/---
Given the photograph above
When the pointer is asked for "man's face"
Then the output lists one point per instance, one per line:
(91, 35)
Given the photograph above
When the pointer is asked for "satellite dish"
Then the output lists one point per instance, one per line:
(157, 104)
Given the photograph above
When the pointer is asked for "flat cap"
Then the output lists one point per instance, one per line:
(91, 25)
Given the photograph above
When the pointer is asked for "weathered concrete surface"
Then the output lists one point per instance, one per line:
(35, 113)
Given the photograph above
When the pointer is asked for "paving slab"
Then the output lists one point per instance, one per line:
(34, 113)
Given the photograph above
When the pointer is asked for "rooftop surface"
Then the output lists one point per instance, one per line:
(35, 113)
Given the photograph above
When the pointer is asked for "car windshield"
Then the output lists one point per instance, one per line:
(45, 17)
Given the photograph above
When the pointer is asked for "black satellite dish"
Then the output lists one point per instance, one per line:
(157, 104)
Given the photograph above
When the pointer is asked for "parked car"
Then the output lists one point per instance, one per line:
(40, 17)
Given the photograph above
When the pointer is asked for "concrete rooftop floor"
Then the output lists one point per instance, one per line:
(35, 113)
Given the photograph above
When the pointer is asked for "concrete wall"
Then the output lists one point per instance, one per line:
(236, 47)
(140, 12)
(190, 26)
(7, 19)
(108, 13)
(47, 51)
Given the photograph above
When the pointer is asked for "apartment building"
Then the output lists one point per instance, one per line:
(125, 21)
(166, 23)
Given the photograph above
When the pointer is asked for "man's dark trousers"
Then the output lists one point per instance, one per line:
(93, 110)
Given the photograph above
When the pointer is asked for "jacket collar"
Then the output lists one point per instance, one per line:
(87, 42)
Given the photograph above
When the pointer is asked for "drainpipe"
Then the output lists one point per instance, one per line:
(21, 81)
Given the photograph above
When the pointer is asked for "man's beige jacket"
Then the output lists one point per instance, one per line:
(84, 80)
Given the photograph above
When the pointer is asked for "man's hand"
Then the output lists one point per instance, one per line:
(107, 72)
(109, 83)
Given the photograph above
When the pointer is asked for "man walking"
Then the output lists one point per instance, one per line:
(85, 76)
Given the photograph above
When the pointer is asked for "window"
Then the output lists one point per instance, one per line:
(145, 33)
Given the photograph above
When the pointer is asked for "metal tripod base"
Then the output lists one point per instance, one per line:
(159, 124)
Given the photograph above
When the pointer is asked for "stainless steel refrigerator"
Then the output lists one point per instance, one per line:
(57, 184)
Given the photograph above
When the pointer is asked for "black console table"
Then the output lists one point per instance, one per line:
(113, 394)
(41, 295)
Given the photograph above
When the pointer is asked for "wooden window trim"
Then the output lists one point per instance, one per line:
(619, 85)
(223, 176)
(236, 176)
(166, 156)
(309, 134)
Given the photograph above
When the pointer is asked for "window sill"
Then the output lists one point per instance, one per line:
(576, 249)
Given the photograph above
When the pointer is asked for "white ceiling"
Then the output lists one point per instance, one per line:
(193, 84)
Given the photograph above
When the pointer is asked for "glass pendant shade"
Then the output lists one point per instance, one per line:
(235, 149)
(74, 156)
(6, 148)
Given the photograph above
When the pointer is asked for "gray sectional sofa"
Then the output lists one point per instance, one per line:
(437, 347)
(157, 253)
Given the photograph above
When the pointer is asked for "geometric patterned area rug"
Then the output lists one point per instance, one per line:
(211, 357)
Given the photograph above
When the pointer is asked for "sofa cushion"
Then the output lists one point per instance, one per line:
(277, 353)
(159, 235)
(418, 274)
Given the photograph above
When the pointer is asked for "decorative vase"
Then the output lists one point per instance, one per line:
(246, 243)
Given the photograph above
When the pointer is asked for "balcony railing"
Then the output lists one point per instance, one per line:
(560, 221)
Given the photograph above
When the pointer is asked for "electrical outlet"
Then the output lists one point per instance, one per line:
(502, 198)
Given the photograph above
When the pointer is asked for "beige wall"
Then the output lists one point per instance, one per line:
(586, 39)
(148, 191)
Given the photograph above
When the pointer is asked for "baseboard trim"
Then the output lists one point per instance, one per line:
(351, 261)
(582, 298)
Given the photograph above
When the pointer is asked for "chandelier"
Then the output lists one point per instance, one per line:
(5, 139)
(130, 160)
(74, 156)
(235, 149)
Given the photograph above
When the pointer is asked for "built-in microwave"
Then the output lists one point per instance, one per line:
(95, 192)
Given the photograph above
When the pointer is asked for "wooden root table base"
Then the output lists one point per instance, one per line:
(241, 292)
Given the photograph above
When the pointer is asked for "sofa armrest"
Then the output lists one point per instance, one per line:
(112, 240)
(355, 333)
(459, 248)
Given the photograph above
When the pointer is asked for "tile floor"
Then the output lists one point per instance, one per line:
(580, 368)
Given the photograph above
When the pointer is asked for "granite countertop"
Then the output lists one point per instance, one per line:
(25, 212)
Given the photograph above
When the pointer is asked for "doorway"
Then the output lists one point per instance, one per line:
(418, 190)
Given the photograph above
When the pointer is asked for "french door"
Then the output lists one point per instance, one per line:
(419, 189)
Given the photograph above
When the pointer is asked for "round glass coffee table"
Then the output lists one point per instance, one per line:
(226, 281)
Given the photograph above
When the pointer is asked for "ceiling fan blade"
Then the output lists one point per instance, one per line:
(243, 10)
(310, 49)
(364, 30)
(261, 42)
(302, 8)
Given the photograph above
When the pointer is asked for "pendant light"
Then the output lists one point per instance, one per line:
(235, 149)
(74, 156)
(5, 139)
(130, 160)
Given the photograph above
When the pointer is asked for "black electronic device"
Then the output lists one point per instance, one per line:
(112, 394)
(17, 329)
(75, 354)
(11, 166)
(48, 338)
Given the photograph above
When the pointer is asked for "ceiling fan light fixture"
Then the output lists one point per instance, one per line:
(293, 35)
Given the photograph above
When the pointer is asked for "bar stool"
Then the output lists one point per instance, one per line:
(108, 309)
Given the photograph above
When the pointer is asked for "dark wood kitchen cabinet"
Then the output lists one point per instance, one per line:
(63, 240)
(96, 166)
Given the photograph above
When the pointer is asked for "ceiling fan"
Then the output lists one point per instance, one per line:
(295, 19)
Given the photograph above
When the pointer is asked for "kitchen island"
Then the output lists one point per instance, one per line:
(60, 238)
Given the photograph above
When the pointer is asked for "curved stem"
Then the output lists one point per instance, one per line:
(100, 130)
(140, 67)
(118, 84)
\---
● TO DO:
All that is required is the number of lines in the data above that contain the word "dark".

● YOUR RESPONSE:
2